** SECCIÓN DE TEXTO **
○ ○ ○ ○ ○

Cada vez que una generación envejece y reemplaza su ideario por bastardeados apetitos, la vida pública se abisma en la inmoralidad y en la violencia. En esa hora, deben los jóvenes empuñar la antorcha y pronunciar que, como verbo, que su misión es renovar el mundo moral. En esto ponen los jóvenes su esperanza, en renovar los pueblos que anhelan ensanchar los cimientos de la justicia, libre de dogmáticos pensamientos; los jóvenes, pensando en una humanidad mejor, pueden aumentar la parte de felicidad común y disminuir el lote de comunes sufrimientos. Es aventurar sin parar de ser jóvenes por dentro, en momentos que serán memorables en la historia. Las grandes crisis ofrecen oportunidades múltiples a la generación incontaminada, pues inician en la humanidad una fervorosa reforma ética, ideológica e institucional. Una nueva conciencia histórica deviene en el mundo y transmuta los valores tradicionales de la justicia, el derecho y la cultura intérpretes de ella. Los que entran en la vida siembran fuerzas morales generadoras del porvenir, desafiando el recrudecer de las resistencias inmorales que apuñalan el pasado. Los jóvenes cuyos ideales expresan inteligentemente el devenir, constituyen una nueva generación que es tal por su espíritu, no por sus años. Basta una sola, pensadora y actuante, para dar a su pueblo personalidad en el mundo. La justa previsión de un destino común, permite unificar el esfuerzo e infundir en la vida social normas superiores de solidaridad. El siglo está cansado de inválidos y de sombras, de enfermos y viejos. No quiere seguir creyendo en las virtudes de un pasado que hundió al mundo en la maldad y en la sangre, todos lo esperan de una juventud entusiasta y viril.

La juventud es levadura moral de los pueblos. Cada generación anuncia una aurora nueva, la arranca de la sombra, la enciende en su anhelar, inquieta si mira a lo alto y lejos, es fuerza creadora aunque no alcance a cosechar los frutos de su siembra, tiene segura recompensa de la posteridad. La antorcha lucífera no se apaga nunca, cambia de manos cada generación, abre las alas donde las ha cerrado la anterior, para volar más lejos, siempre más cuando una generación las cierra en el presente, no es juventud: sufre la senilidad precoz cuando vuela hacia el pasado, está agonizando; peor, ha nacido muerta.

○ ○ ○ ○ ○

[Extracto de un conjunto de datos]

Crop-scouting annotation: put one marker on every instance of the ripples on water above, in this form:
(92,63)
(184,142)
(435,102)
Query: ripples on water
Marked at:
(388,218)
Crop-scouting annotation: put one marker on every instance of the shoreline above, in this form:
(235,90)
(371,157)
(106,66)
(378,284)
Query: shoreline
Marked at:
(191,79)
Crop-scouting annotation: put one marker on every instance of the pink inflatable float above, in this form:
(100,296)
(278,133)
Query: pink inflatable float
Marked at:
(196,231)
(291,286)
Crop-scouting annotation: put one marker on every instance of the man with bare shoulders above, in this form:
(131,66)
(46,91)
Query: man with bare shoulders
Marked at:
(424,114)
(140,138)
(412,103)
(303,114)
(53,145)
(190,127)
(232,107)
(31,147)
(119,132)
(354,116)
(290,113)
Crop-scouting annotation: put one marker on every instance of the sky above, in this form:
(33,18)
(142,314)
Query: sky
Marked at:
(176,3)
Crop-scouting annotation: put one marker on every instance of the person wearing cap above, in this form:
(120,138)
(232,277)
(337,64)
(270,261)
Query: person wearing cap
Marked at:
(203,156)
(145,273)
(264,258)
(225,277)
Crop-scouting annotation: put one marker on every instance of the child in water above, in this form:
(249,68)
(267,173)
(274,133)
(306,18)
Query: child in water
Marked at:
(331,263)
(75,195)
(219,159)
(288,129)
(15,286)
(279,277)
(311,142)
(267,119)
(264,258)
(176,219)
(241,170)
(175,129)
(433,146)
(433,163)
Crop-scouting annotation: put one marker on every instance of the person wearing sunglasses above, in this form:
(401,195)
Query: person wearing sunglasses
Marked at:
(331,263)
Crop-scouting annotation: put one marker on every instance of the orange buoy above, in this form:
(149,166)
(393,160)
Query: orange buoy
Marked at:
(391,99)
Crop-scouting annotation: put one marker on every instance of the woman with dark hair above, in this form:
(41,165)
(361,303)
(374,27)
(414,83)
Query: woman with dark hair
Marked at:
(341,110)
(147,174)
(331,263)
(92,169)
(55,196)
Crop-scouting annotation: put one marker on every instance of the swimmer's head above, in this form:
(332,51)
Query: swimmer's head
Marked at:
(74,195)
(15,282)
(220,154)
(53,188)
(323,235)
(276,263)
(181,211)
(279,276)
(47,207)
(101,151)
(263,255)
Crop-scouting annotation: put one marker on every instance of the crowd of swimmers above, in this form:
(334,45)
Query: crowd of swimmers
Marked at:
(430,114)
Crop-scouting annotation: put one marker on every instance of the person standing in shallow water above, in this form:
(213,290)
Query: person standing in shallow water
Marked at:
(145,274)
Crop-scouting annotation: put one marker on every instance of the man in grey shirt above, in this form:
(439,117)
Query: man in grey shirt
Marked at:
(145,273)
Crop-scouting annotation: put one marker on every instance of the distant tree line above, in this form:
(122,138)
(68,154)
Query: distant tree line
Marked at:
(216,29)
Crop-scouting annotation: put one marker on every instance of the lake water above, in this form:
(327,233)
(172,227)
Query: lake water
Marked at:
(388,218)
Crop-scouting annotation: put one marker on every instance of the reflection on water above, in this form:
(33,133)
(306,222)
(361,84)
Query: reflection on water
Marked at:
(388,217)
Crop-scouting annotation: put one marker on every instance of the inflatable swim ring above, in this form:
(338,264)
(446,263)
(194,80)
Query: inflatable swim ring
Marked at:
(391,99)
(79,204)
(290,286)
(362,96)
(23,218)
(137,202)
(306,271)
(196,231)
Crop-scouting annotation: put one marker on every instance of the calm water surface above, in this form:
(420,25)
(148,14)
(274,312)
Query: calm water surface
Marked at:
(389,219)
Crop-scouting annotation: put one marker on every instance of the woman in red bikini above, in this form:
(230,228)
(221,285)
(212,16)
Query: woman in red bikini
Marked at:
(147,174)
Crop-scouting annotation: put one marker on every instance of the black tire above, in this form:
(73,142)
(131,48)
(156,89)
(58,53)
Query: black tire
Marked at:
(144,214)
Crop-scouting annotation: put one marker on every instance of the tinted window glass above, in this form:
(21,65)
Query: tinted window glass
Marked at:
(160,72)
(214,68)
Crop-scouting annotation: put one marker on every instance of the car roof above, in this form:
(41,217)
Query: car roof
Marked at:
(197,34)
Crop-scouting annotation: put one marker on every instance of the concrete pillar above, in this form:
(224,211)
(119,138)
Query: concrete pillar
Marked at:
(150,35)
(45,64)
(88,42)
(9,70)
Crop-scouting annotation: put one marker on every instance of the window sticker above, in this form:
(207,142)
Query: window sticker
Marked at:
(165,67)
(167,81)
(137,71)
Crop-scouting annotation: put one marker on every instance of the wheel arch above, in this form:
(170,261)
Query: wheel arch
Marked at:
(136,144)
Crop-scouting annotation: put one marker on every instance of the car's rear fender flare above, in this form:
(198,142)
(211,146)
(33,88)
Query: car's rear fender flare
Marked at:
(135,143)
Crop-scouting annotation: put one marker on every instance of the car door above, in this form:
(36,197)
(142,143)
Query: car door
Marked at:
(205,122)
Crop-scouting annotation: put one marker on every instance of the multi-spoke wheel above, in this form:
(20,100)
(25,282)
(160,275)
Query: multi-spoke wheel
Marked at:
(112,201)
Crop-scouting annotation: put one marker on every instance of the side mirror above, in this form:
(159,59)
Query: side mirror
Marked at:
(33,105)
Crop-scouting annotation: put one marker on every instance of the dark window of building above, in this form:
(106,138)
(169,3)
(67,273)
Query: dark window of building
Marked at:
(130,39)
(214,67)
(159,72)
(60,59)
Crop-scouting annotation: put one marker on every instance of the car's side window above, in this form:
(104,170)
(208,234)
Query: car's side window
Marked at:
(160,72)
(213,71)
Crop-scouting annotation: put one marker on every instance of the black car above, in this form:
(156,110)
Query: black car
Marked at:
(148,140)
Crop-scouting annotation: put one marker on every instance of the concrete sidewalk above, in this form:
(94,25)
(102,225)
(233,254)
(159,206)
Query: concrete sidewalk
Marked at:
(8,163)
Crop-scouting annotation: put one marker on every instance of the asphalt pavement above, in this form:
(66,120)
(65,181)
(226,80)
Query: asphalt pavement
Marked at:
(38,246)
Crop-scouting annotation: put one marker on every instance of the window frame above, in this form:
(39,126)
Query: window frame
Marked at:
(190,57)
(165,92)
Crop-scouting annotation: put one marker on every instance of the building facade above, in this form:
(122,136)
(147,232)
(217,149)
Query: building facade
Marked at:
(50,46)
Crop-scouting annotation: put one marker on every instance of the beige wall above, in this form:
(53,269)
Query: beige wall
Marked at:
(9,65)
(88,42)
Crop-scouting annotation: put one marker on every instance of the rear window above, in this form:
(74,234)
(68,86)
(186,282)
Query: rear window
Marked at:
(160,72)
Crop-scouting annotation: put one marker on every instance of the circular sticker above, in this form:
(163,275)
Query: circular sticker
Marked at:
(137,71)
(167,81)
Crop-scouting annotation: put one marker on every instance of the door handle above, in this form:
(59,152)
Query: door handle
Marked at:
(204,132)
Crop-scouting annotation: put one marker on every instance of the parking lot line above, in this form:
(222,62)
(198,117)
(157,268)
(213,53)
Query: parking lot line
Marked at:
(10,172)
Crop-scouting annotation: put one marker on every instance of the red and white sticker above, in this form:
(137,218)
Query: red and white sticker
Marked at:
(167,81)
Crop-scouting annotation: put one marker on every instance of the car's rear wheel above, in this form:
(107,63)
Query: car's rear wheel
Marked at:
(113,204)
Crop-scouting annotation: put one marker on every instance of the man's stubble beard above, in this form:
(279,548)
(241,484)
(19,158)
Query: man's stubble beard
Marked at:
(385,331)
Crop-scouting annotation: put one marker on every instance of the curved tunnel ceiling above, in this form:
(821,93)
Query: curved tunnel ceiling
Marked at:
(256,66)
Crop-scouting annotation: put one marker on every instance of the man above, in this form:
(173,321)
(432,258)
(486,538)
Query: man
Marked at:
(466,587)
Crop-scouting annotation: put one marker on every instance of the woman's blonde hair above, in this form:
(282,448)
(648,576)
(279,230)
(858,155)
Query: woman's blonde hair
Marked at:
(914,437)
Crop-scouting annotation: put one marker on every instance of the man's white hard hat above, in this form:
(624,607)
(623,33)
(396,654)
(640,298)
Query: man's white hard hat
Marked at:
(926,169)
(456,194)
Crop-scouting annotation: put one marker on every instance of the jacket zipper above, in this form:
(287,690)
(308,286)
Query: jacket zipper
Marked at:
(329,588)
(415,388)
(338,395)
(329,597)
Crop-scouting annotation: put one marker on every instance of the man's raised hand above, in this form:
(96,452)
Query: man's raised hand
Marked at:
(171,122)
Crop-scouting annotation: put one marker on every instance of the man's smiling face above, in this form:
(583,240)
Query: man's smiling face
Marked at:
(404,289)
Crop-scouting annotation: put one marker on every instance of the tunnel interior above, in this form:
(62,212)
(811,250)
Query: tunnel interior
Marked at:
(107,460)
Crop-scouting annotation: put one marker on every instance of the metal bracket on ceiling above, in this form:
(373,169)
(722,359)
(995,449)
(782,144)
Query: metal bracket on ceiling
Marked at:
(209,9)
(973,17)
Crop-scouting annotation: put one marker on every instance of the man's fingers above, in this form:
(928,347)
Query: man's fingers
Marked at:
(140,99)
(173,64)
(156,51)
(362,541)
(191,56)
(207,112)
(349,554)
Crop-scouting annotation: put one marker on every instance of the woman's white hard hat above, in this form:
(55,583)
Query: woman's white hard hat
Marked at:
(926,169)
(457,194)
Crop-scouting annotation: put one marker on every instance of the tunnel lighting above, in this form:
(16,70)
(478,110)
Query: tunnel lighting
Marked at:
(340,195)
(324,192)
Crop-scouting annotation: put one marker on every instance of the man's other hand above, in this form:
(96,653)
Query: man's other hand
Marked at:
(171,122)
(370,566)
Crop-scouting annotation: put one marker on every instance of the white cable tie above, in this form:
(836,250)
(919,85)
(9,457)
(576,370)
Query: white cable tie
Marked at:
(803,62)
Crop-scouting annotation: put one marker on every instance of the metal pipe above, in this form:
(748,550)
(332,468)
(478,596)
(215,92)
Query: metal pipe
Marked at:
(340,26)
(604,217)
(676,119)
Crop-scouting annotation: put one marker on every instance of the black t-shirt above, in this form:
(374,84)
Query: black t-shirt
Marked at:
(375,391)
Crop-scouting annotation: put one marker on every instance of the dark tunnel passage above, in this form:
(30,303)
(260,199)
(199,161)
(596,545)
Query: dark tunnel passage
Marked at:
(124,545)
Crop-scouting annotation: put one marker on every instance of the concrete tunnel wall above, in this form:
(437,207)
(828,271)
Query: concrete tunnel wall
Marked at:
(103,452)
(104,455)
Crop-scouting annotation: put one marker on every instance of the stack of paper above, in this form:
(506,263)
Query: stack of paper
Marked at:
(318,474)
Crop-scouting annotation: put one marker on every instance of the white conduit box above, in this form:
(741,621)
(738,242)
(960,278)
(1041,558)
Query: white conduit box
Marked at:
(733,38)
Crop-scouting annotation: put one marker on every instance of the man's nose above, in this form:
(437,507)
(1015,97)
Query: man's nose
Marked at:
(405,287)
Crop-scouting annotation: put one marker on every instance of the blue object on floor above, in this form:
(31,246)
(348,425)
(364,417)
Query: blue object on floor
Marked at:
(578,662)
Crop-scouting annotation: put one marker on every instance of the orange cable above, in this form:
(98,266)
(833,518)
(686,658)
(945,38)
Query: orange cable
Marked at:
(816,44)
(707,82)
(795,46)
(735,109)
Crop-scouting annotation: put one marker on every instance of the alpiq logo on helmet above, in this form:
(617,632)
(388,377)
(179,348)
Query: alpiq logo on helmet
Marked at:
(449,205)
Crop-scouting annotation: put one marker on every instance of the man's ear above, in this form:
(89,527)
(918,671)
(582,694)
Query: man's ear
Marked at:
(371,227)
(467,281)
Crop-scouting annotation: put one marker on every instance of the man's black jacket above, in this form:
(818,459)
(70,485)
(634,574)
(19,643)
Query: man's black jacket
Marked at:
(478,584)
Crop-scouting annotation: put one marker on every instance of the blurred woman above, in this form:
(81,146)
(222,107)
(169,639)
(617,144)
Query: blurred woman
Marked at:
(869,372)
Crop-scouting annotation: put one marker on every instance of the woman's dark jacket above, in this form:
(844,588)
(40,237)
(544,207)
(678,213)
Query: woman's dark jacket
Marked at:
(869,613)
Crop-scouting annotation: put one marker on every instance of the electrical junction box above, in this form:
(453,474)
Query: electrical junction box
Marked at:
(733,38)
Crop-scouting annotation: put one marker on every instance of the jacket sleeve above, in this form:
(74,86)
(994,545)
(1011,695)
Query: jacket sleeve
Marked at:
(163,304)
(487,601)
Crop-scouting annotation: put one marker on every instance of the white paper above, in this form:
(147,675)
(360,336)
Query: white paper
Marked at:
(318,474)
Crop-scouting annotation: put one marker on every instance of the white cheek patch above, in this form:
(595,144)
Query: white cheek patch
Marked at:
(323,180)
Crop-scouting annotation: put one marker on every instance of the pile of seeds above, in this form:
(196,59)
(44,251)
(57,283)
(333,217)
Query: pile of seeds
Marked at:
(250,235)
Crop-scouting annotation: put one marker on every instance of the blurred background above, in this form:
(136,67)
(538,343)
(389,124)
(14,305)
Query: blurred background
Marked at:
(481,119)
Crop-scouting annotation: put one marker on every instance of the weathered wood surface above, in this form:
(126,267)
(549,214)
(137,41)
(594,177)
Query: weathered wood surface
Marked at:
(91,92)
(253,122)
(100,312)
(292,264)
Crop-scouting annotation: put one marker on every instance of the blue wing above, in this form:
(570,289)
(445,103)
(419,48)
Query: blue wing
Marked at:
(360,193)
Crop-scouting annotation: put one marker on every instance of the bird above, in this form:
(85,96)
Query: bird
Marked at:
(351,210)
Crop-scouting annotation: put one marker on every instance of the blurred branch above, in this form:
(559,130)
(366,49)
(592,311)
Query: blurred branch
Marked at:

○ ○ ○ ○ ○

** REQUISITOS **
1/ Responde estas preguntas sobre el texto acerca de la juventud:
(a) ¿Qué deben empuñar los jóvenes cuando la vida pública se abisma en la inmoralidad y en la violencia?
(b) ¿Por qué es tal una nueva generación, si no es por sus años?
(c) ¿De qué es levadura la juventud?
2/ Calcula cuántas líneas de las entradas contienen la cadena "sunglasses", distinguiendo mayúsculas de minúsculas. Responde solo con el número.

** RESPUESTAS POR TAREA **
1/
(a) La antorcha.
(b) Por su espíritu.
(c) Es levadura moral de los pueblos.

2/ 2